* Task instructions:
Emit a verbatim copy of the lines running from the line with "One point per instance, each like (448, 627)." through the end of the material below.
[START Input]
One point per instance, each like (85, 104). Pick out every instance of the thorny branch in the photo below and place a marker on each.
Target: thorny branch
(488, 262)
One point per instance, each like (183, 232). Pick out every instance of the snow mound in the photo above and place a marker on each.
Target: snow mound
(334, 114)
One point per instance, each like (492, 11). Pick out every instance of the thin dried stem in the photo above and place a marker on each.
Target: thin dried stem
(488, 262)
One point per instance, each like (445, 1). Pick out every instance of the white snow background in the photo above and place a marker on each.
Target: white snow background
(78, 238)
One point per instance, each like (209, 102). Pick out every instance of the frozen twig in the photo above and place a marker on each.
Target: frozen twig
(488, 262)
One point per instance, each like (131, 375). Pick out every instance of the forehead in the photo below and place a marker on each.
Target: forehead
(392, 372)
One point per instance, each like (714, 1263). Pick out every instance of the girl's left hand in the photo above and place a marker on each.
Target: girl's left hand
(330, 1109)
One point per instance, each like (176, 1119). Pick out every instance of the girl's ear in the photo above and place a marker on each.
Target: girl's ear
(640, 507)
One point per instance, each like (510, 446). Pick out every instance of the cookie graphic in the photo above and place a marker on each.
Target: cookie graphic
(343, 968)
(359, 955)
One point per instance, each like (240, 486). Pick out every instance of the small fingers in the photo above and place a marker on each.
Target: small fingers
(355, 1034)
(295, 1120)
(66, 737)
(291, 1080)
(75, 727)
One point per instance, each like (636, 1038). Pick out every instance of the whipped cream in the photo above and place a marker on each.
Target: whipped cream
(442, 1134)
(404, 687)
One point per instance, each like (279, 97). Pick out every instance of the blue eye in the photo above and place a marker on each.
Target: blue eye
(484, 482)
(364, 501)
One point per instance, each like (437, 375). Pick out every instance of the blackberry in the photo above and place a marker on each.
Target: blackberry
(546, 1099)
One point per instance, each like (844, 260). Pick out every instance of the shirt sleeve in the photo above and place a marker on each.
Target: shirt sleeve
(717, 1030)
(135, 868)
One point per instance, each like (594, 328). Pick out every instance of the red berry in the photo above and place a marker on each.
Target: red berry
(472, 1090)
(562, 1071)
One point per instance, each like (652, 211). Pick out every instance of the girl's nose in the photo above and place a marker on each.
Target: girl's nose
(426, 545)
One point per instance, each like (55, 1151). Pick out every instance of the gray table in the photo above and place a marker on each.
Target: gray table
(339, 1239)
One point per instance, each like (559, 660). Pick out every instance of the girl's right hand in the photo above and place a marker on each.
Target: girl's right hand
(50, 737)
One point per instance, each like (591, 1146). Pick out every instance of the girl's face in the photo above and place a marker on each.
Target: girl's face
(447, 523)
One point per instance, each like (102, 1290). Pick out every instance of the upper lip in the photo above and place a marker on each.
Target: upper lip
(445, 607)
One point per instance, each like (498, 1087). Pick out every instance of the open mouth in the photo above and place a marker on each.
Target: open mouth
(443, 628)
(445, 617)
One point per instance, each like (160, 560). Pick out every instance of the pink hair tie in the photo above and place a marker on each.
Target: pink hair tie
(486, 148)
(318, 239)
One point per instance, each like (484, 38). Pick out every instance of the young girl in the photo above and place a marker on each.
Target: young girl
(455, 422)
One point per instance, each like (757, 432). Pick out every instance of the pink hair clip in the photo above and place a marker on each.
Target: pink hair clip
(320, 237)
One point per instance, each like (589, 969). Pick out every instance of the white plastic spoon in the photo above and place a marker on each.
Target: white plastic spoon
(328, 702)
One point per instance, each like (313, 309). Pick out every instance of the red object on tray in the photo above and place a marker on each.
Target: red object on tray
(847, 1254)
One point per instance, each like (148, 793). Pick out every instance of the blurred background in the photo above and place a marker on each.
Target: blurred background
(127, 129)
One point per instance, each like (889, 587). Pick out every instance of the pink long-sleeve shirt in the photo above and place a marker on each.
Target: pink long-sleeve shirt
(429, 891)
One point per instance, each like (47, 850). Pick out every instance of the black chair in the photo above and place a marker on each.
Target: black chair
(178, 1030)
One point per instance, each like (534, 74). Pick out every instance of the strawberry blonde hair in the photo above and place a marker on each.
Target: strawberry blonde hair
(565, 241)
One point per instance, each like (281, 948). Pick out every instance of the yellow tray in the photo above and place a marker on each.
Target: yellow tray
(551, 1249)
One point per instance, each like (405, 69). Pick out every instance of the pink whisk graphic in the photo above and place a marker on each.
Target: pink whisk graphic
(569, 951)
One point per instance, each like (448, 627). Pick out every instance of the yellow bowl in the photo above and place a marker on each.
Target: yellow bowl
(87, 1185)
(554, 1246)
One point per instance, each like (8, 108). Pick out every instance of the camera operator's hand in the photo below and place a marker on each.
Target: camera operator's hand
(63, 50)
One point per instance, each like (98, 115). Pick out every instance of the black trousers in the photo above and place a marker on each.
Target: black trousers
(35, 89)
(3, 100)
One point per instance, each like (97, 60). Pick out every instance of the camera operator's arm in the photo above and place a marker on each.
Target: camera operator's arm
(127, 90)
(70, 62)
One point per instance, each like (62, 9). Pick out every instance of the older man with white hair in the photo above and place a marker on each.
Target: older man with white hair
[END Input]
* In response:
One point per instance, each like (448, 627). Pick out every instance of the yellow bowl in the photo above and place a marker on each.
Target: yellow bowl
(87, 1185)
(554, 1246)
One point per instance, each like (8, 108). Pick out every instance of the camera operator's hand in the photo below and place a marker on each.
Target: camera operator's hand
(63, 50)
One point per instance, each like (98, 115). Pick out every instance of the black trousers in the photo above and place a marker on each.
Target: black trousers
(35, 89)
(3, 100)
One point per instance, each like (97, 60). Pick out every instance of the camera operator's arm in the photo above and place a marker on each.
Target: camera operator's arm
(127, 90)
(70, 62)
One point per instance, each like (62, 9). Pick out every instance of the older man with white hair in the photo above and place a marker on each.
Target: older man with white hair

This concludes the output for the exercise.